> [DESCRIPTION OF THE TASK] How many lines in these records include the string "curtain"? Reply with that number alone.

** Opening DATA SUPPLIED block **

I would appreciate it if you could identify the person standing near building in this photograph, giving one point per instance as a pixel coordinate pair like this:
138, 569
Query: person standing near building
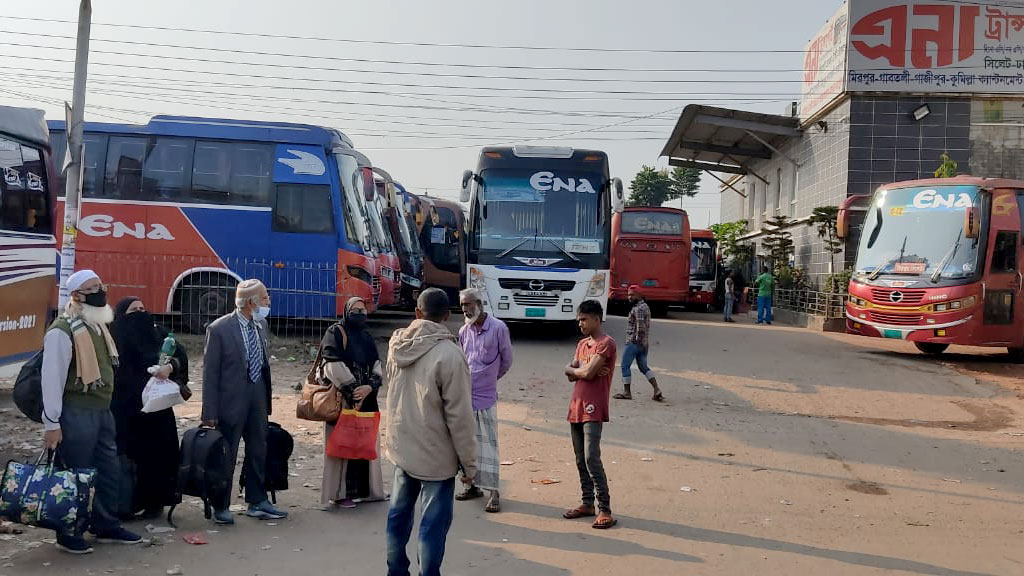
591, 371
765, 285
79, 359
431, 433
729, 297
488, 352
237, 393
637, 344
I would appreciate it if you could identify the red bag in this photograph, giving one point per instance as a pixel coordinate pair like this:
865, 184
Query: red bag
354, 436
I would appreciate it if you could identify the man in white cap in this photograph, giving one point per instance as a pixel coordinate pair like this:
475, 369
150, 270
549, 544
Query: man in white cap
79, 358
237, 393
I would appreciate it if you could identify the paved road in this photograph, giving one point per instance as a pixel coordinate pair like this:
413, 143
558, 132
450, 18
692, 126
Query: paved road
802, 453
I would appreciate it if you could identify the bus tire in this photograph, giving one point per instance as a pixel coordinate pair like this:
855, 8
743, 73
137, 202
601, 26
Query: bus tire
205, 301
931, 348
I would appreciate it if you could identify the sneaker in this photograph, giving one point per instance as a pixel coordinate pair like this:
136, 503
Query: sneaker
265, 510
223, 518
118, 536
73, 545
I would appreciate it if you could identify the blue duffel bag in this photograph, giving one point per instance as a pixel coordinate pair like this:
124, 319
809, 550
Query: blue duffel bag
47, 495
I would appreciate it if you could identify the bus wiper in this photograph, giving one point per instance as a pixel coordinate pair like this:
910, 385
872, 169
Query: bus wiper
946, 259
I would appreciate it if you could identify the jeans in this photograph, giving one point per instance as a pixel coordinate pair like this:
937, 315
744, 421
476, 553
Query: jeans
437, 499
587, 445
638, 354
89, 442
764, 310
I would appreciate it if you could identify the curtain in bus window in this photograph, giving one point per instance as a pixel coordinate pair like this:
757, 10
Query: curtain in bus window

** Closing DATA SUPPLIED block **
** Opening DATA SUPPLIED block **

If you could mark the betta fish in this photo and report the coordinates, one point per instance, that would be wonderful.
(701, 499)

** Closing DATA SUPPLIED block **

> [SOLUTION FOR THIS PROBLEM] 2